- Exercices à faire
[A] D'après le texte sur la banque de détail, quel est le taux de bancarisation en France ?
[B] Extrayez du texte sur la banque de détail le passage qui commence par « La révolution technologique donne également » et continue jusqu'à « été aussi forte. ».
[C] Traduisez en anglais cette phrase du texte sur la banque de détail : « D’où l’intérêt de bien prendre la mesure de ces deux révolutions et de bien prendre la crête de la vague. »

- Extrait du texte
******************************

Eléments de réflexion pour le développement d’une banque de détail

06.11.2010 8 min

Le marché de la banque de détail est aujourd’hui saturé en Europe, et plus particulièrement en France avec un taux de bancarisation de plus de 98%. Ceci se traduit par une difficulté structurelle des banques à faire croître leur PNB et ceci d’autant plus dans un marché dont le taux de croissance tant économique que démographique est particulièrement faible.

La seule possibilité de croissance pour les banques de détail est alors de prendre des parts de marché les unes aux autres, exercice particulièrement difficile dans un marché bancaire qui restait assez figé jusqu’à maintenant.

Cependant, avec la crise de 2008 et ses effets sur l’image des banques auprès des consommateurs, ainsi qu’avec la généralisation des effets de la révolution technologique en cours, un mouvement autour du consommateur se met progressivement en place. Or tout mouvement en profondeur peut permettre de remettre en cause les positions acquises.

Au-delà des impacts de la crise financière, la révolution technologique induit deux révolutions qui touchent aujourd’hui profondément le métier de banque de détail en modifiant les relations entre banque et client et banque et fabricant de produits :

La révolution technologique donne au client un nouveau pouvoir dans sa relation avec sa banque

Mieux informé, plus exigeant, le client bancaire qui a trouvé une certaine facilité dans la consommation de produits et services bancaires avec les nouvelles technologies peut aujourd’hui plus facilement qu’hier comparer, utiliser plusieurs enseignes, voire changer de banque en fonction de l’image, des prix ou de la qualité de ces dernières.

La révolution technologique donne également un pouvoir au distributeur sur le producteur

Les nouvelles technologies modifient profondément l’équilibre des relations entre la banque et son client, mais elles modifient tout autant, la relation entre le producteur et distributeur de produits et services bancaires, en donnant un net avantage au distributeur sur le producteur.

Ces deux mouvements vont profondément bouleverser les équilibres du secteur, et l’intérêt de chacun des acteurs bancaires sera d’être en anticipation de ces mouvements, car ils offrent aux banques qui sauront les anticiper, une occasion unique de prendre plus facilement des parts de marché. Dans un environnement en mouvement fort et rapide, le risque de perdre des parts de marché est plus grand et l’opportunité d’en gagner n’a jamais été aussi forte.

D’où l’intérêt de bien prendre la mesure de ces deux révolutions et de bien prendre la crête de la vague.

******************************

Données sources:
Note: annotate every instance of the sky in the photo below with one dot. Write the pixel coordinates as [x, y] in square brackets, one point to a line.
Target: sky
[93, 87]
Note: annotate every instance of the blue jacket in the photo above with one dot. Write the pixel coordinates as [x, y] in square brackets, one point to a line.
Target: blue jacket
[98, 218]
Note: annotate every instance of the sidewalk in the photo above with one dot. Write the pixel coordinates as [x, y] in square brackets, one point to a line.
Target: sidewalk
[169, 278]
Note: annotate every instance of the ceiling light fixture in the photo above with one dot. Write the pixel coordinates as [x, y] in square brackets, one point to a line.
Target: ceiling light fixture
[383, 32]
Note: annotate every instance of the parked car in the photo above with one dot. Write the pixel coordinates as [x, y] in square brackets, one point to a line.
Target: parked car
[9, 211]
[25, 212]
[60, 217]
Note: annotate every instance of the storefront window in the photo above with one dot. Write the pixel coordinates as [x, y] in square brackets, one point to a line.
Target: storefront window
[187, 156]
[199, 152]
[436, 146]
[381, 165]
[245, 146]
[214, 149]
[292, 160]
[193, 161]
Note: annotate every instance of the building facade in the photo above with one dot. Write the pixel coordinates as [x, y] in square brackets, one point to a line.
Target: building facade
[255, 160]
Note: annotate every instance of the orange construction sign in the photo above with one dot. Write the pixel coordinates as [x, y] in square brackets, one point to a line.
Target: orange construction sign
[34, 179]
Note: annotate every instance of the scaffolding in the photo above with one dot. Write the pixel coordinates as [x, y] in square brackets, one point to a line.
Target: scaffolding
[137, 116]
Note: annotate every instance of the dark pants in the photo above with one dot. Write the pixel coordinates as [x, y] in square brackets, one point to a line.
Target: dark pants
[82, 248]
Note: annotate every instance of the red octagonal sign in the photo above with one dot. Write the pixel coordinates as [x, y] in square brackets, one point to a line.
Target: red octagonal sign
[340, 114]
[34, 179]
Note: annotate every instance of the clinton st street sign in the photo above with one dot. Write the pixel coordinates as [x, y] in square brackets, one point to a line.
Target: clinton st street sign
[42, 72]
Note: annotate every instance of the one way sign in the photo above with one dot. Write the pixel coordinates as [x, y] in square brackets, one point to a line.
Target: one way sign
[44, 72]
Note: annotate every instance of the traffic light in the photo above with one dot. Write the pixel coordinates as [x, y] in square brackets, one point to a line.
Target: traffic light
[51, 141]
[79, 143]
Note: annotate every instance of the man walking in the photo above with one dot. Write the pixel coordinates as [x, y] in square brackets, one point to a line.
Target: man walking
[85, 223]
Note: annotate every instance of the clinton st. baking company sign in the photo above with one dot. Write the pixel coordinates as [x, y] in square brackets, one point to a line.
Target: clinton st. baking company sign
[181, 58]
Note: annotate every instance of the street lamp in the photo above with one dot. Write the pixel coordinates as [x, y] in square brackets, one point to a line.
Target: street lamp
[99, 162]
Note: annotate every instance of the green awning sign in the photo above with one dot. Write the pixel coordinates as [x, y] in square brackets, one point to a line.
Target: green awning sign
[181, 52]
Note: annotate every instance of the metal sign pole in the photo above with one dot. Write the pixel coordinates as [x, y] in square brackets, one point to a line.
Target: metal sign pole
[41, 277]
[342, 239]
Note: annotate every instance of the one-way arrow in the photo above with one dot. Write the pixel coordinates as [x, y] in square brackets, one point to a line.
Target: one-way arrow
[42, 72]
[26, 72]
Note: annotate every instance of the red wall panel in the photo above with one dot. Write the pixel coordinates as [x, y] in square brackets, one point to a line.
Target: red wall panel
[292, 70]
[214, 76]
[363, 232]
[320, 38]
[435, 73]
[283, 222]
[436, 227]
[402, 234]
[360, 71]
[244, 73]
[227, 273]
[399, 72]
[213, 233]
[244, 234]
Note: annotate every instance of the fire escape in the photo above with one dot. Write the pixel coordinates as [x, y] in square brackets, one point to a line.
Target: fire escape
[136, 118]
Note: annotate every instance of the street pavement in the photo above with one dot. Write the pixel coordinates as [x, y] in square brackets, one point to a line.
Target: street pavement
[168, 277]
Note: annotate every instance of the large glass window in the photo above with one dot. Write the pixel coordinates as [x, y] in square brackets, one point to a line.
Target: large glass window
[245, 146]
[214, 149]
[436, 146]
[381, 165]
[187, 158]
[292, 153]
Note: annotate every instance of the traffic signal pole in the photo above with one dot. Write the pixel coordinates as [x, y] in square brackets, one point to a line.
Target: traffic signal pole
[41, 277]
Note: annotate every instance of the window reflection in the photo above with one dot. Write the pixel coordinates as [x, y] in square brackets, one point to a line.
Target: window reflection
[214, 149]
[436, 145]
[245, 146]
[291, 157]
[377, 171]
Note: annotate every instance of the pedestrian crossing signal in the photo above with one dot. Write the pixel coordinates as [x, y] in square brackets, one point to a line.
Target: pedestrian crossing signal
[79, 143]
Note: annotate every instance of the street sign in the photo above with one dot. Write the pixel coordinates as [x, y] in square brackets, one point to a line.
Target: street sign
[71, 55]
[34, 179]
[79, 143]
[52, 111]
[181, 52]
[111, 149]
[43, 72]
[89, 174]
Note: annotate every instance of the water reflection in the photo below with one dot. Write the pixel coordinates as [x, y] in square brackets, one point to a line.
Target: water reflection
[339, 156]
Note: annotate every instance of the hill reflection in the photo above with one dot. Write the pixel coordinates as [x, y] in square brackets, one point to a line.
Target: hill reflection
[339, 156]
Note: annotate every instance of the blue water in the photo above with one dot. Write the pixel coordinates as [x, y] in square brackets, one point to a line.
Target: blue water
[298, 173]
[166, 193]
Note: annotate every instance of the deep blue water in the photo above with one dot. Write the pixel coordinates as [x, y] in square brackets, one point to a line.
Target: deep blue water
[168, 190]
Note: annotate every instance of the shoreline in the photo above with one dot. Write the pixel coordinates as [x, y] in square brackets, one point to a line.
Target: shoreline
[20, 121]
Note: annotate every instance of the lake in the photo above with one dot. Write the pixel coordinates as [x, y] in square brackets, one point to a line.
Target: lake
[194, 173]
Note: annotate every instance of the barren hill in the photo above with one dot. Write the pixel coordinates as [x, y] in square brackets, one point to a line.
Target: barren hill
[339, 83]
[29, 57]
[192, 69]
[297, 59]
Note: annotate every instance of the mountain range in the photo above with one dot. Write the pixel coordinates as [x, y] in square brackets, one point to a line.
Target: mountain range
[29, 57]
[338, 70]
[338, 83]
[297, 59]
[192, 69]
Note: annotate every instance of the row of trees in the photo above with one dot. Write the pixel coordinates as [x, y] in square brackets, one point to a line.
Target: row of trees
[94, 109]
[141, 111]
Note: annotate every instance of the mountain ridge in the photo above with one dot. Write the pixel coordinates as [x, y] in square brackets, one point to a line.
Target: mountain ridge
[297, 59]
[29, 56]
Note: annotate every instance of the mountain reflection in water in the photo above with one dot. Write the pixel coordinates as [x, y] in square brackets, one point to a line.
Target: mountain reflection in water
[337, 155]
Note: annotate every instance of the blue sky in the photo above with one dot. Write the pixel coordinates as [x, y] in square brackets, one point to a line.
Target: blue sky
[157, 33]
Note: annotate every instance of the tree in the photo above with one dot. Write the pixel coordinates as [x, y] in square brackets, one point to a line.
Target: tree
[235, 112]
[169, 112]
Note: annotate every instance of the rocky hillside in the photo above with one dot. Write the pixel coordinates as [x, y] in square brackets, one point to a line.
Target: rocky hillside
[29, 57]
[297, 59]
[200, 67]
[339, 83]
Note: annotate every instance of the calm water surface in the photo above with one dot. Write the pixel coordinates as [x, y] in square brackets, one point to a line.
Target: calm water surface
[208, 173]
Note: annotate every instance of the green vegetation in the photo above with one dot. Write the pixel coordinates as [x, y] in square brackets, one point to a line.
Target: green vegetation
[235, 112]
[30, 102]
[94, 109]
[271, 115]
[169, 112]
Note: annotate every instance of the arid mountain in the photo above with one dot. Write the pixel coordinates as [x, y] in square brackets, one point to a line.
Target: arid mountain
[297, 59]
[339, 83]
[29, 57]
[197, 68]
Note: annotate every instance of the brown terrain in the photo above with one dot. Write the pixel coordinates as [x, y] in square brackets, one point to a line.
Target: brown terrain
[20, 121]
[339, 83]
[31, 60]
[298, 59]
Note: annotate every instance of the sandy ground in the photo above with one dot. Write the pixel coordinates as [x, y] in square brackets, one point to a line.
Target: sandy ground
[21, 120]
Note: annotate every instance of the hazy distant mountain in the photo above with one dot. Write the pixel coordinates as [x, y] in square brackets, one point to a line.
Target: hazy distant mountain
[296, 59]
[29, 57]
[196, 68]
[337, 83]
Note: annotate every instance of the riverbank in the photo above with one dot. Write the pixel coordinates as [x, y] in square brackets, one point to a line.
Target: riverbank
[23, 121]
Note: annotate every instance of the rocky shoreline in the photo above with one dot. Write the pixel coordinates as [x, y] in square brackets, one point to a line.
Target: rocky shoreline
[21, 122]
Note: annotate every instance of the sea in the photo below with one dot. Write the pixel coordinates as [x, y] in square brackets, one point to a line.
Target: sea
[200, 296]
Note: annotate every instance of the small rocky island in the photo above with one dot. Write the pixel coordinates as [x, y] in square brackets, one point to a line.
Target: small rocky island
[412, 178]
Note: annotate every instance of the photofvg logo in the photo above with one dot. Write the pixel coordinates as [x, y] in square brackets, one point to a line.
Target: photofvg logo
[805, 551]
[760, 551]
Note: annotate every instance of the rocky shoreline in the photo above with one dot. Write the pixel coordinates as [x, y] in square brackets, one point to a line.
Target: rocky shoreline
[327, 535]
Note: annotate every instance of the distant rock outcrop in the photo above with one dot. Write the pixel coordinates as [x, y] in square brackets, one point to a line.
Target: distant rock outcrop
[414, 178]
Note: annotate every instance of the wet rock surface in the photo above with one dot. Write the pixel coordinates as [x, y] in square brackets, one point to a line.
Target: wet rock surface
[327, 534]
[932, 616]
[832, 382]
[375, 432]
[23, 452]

******************************

- Réponses
[A] Plus de 98 %.

[B]
La révolution technologique donne également un pouvoir au distributeur sur le producteur

Les nouvelles technologies modifient profondément l’équilibre des relations entre la banque et son client, mais elles modifient tout autant, la relation entre le producteur et distributeur de produits et services bancaires, en donnant un net avantage au distributeur sur le producteur.

Ces deux mouvements vont profondément bouleverser les équilibres du secteur, et l’intérêt de chacun des acteurs bancaires sera d’être en anticipation de ces mouvements, car ils offrent aux banques qui sauront les anticiper, une occasion unique de prendre plus facilement des parts de marché. Dans un environnement en mouvement fort et rapide, le risque de perdre des parts de marché est plus grand et l’opportunité d’en gagner n’a jamais été aussi forte.

[C] Hence the importance of fully grasping the scope of these two revolutions and of riding the crest of the wave.